Selanjutnya 9 persen terkait information leak.
Hal ini mengindikasikan adanya kerentanan seperti open directory listing, open configuration dan unsecure connection.
“Melihat ini semua, menjadi pertanyaan besarnya apakah kita benar-benar siap untuk melakukan transformasi digital,” jelasnya.
Sebelumnya dalam rapat kerja Komisi I DPR RI dengan Kepala BSSN, Rabu (3/2/2021) lalu, Kepala Badan Siber dan Sandi Negara ( BSSN) Hinsa Siburian mengatakan serangan siber yang bersifat teknis di 2020 meningkat karena banyaknya penggunaan teknologi informasi di masa kini.
Hinsa menambahkan, kebutuhan akan penggunaan ruang siber juga akan semakin pesat ke depannya.
Hal ini akan berjalan seiring meningkatnya kebutuhan masyarakat, terutama dalam masa pandemi.

▶ Tindakan yang Diperlukan 1
Menurut cuplikan tentang serangan siber, mengapa serangan siber yang bersifat teknis meningkat pada 2020? Jawab dalam satu atau dua kalimat.
▶ Tindakan yang Diperlukan 2
Tulis lanjutan cuplikan tentang serangan siber, dimulai setelah kalimat terakhirnya.
Data berikut tidak diperlukan sama sekali.

▶ Data Hasil Ekstraksi
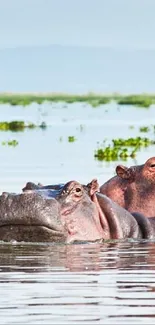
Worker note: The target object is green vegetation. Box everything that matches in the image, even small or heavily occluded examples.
[0,121,46,132]
[2,140,18,147]
[94,137,155,161]
[139,126,150,133]
[117,95,152,108]
[0,93,155,108]
[112,137,155,148]
[68,136,76,142]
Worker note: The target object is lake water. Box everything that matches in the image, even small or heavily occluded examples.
[0,103,155,325]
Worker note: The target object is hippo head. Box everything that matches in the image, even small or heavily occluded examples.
[100,157,155,217]
[0,191,67,242]
[57,180,109,243]
[0,180,109,243]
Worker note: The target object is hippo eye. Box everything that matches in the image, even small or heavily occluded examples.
[62,190,69,195]
[76,187,81,193]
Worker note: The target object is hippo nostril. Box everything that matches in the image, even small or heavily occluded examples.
[76,187,81,193]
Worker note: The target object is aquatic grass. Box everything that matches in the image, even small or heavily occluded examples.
[68,136,76,142]
[0,92,155,108]
[94,137,155,161]
[2,139,18,147]
[117,95,153,108]
[0,121,47,132]
[139,126,150,133]
[112,137,155,147]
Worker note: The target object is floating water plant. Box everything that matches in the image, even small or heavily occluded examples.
[94,146,136,161]
[139,126,150,133]
[117,95,153,108]
[94,137,155,161]
[68,136,76,142]
[0,121,46,132]
[112,137,155,147]
[0,93,155,108]
[2,140,18,147]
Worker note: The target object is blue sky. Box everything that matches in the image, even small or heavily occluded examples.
[0,0,155,49]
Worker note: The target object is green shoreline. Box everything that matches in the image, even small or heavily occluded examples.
[0,92,155,108]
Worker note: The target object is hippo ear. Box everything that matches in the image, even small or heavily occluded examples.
[87,179,99,196]
[116,165,131,179]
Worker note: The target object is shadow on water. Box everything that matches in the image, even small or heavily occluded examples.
[0,241,155,324]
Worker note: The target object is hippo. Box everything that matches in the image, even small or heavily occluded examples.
[100,157,155,218]
[0,180,155,244]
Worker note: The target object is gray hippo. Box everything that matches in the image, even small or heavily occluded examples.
[100,157,155,218]
[22,182,64,197]
[0,180,155,243]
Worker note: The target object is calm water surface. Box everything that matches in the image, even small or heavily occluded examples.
[0,103,155,325]
[0,242,155,325]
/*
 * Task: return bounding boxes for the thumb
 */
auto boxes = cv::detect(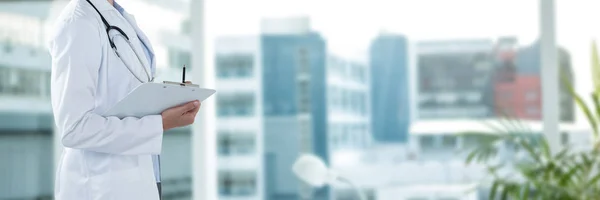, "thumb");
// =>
[179,101,198,113]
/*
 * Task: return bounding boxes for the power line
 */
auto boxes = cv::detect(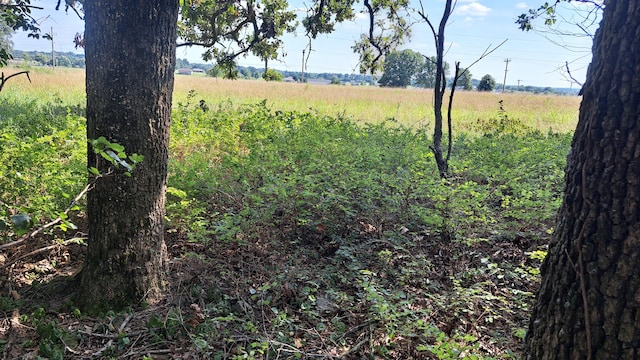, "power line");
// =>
[502,58,511,94]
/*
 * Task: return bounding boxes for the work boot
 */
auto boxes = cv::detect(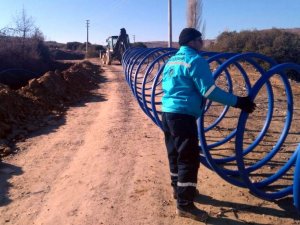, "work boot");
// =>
[173,187,200,199]
[173,187,177,199]
[176,203,208,222]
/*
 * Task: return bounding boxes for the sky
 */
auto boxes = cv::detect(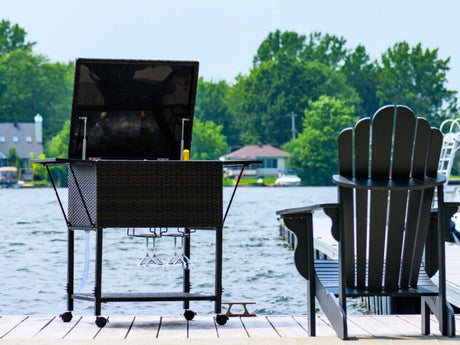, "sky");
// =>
[0,0,460,91]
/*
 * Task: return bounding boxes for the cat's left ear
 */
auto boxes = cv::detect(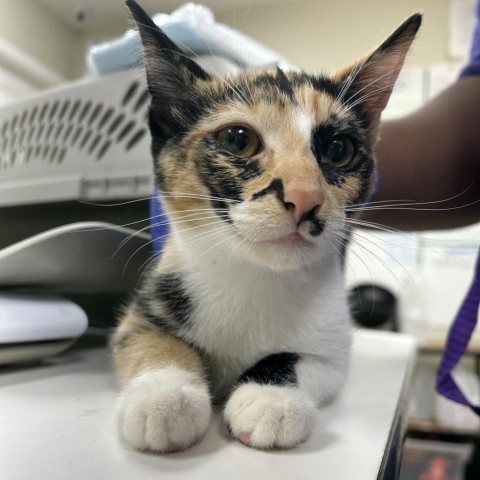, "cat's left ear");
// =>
[336,14,422,131]
[125,0,210,135]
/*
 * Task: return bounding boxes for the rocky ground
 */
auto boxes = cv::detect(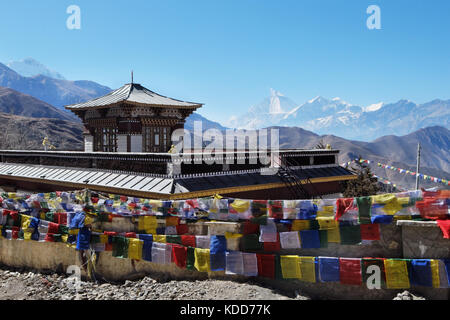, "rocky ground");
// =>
[0,268,308,300]
[0,267,425,300]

▶ Kotak Jawaban 1
Menurut Kepala BSSN Hinsa Siburian, serangan siber yang bersifat teknis meningkat pada 2020 karena banyaknya penggunaan teknologi informasi di masa kini.

▶ Kotak Jawaban 2
"Sebab masa pandemi ini kan memaksa kita atau manusia berinteraksi di ruang siber," jelasnya.
Hinsa juga mengutarakan bahwa BSSN memiliki kendala utama dalam hal peraturan perundang-undangan. Ia mengungkapkan, hingga kini belum ada UU yang mengatur soal keamanan siber dan sandi.
Menurutnya, peraturan yang mengkhususkan keamanan siber dan sandi baru di tingkat pemerintah yaitu Peraturan Pemerintah 71 tahun 2019 tentang Penyelenggaraan Sistem dan Transaksi Elektronik.